Document section
###

The user auth with passwords and FortiTokens can be done as part of a RADIUS group handled by the FAC, or (since we're small) by the FortiGate itself.

 

My questions and concerns are because I have not been able to find any full example of how to do this, though separate pieces are mentioned in many different places.  Some of what I've researched is below. 

 

So, any suggestions?  Anybody have something similar set up?

 

Comments after cookbook article below imply this might be possible, but a solution wasn't found.

http://cookbook.fortinet.com/ssl-vpn-with-certificate-authentication/ 

Documentation example has the PKI being the only authentication used. http://help.fortinet.com/fos50hlp/54/Content/FortiOS/fortigate-authentication-54/Certificates.htm#Co...  Discussion implies this is possible with LDAP RADIUS, but I'm unsure how to translate this to FAC. https://forum.fortinet.com/tm.aspx?m=151607 

SSL VPN example uses RADIUS but without certificate. http://cookbook.fortinet.com/ssl-vpn-radius-authentication/  https://travelingpacket.com/2016/01/26/fortigate-radius-group-authentication/ 

 

Thanks!

###

Data

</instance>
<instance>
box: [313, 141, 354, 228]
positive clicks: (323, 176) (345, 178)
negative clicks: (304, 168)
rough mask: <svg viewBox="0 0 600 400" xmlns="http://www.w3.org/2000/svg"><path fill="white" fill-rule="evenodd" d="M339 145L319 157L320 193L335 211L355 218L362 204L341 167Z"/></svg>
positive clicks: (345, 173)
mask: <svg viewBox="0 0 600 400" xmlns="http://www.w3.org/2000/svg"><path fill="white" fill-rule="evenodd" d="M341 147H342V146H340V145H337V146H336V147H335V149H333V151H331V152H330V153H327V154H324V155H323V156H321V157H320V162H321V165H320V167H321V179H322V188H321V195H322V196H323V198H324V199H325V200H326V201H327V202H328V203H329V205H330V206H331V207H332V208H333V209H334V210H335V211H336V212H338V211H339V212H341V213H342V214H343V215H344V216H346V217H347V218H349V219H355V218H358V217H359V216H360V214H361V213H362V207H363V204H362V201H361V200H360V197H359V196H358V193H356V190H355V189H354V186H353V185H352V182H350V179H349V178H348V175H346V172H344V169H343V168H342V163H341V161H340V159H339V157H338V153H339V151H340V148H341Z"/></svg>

###

Exercises
a – List every web address in the FortiGate VPN post except the help.fortinet.com link.
b – Return the stretch of the FortiGate VPN post from "The user auth" through "similar set up?".
c – Resume the FortiGate VPN post from the point where it stops.
None of the rows are needed for this work.

Task-by-task answers
a –
http://cookbook.fortinet.com/ssl-vpn-with-certificate-authentication/
https://forum.fortinet.com/tm.aspx?m=151607
http://cookbook.fortinet.com/ssl-vpn-radius-authentication/
https://travelingpacket.com/2016/01/26/fortigate-radius-group-authentication/

b –
The user auth with passwords and FortiTokens can be done as part of a RADIUS group handled by the FAC, or (since we're small) by the FortiGate itself.

 

My questions and concerns are because I have not been able to find any full example of how to do this, though separate pieces are mentioned in many different places.  Some of what I've researched is below. 

 

So, any suggestions?  Anybody have something similar set up?

c –
4 REPLIES 4
emnoc
Esteemed Contributor III

I would do it in micro-steps

 

1: enable certificae 1st  and work thru any issues

 

2: than enable the MFA  part which cookbooks exist for both

 

 

PCNSE 

NSE 

StrongSwan  

PCNSE NSE StrongSwan
tanr
Valued Contributor II

Small steps is the plan. 

I was hoping, though, that someone could say that they've successfully made these steps and gotten the combined VPN w/ certs + MFA to work first!  Especially since the comments from the first link above says that even working with a Fortinet Partner they weren't able to get it working.

 

If anybody can recommend using the VPN client from FortiClient 5.6.2 or 5.4.4 (on Windows 10) that would also be helpful.

emnoc
Esteemed Contributor III

I would go with   the latest , as far as doing it. Numerous others have setup certifcate with  SSLVPN and forticlient.

 

Fortitoken  activate is trivial  and should not need that much explanations.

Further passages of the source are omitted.